(begin)

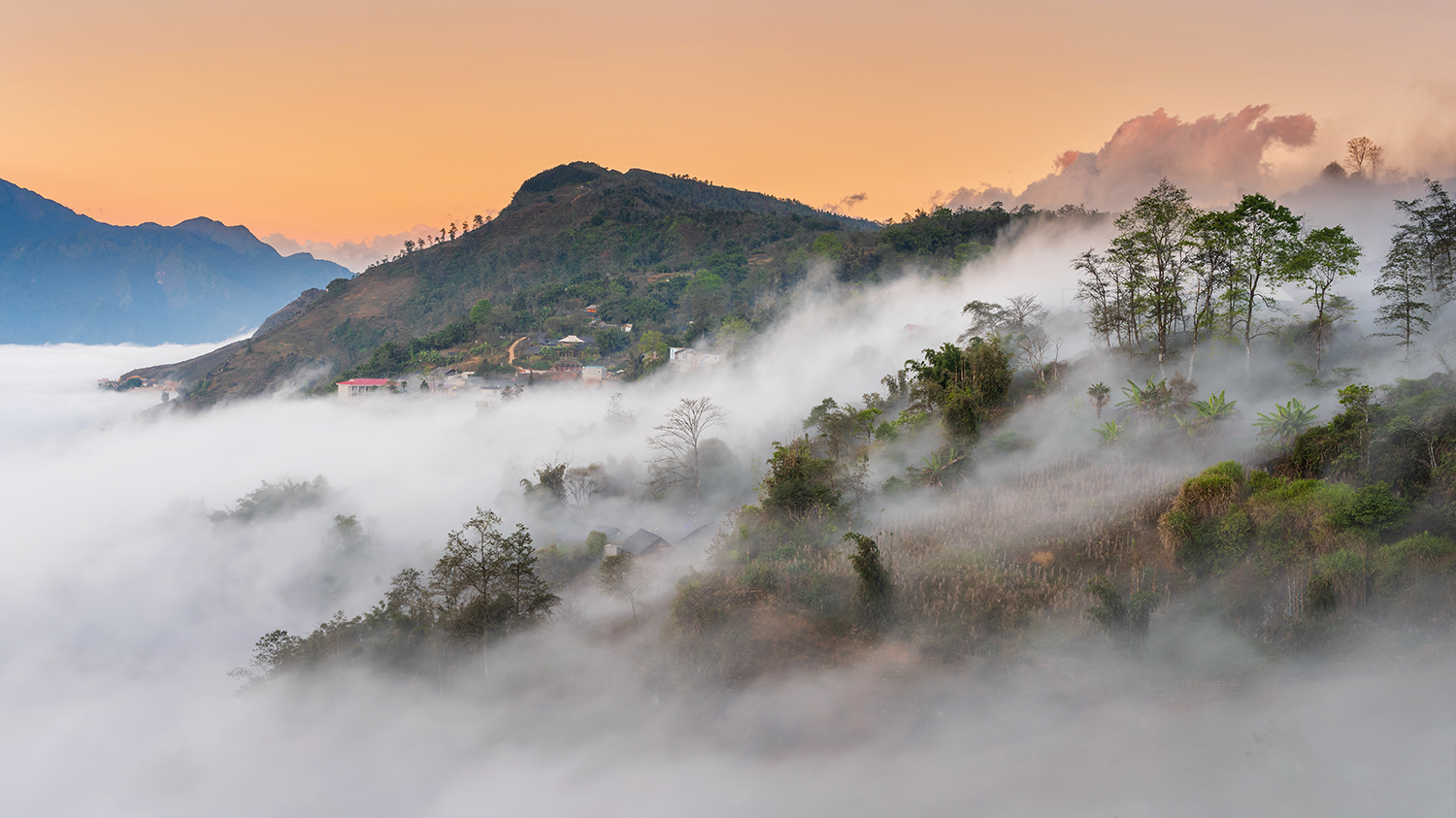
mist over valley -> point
(658, 497)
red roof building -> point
(355, 387)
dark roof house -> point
(644, 543)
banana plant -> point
(1217, 408)
(1111, 433)
(1286, 422)
(1147, 402)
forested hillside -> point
(669, 255)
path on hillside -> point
(512, 351)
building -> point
(641, 543)
(355, 387)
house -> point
(641, 543)
(355, 387)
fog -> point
(125, 607)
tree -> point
(1153, 241)
(800, 483)
(1100, 393)
(969, 386)
(480, 311)
(486, 581)
(1210, 262)
(678, 442)
(1267, 244)
(1401, 287)
(1124, 619)
(876, 591)
(1427, 239)
(1327, 255)
(619, 575)
(1363, 157)
(1286, 422)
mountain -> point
(667, 253)
(69, 278)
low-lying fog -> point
(124, 608)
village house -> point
(641, 543)
(355, 387)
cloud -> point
(847, 203)
(1216, 157)
(354, 255)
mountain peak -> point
(233, 236)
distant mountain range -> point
(667, 253)
(66, 277)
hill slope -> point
(661, 252)
(70, 278)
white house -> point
(361, 386)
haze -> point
(127, 607)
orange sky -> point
(343, 119)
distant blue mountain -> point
(67, 277)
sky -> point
(338, 122)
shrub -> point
(1373, 507)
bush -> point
(1373, 507)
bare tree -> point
(1034, 344)
(585, 483)
(1363, 157)
(678, 442)
(1025, 311)
(619, 575)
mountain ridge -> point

(end)

Return all of the records above word for word, leaving out the pictures.

__Task response__.
mist over valley -> point
(658, 497)
red roof building -> point
(355, 387)
dark roof house -> point
(644, 543)
banana plant -> point
(1217, 408)
(1111, 433)
(1286, 422)
(1147, 402)
forested hillside -> point
(669, 255)
path on hillside -> point
(512, 351)
building -> point
(641, 543)
(355, 387)
house -> point
(641, 543)
(355, 387)
fog -> point
(125, 607)
tree -> point
(1153, 241)
(800, 483)
(1100, 393)
(969, 386)
(480, 311)
(486, 581)
(1210, 262)
(678, 442)
(1267, 244)
(1401, 287)
(1124, 619)
(876, 591)
(1427, 239)
(1327, 255)
(619, 575)
(1363, 157)
(1286, 422)
mountain -> point
(667, 253)
(69, 278)
low-lying fog -> point
(124, 608)
village house -> point
(641, 543)
(355, 387)
cloud -> point
(847, 203)
(1216, 157)
(354, 255)
mountain peak -> point
(233, 236)
distant mountain range -> point
(667, 253)
(66, 277)
hill slope -> point
(661, 252)
(70, 278)
white house -> point
(361, 386)
haze -> point
(127, 607)
orange sky -> point
(343, 119)
distant blue mountain -> point
(67, 277)
sky -> point
(338, 122)
shrub -> point
(1373, 507)
bush -> point
(1373, 507)
bare tree -> point
(1034, 344)
(585, 483)
(1363, 157)
(678, 442)
(1025, 311)
(619, 575)
mountain ridge -> point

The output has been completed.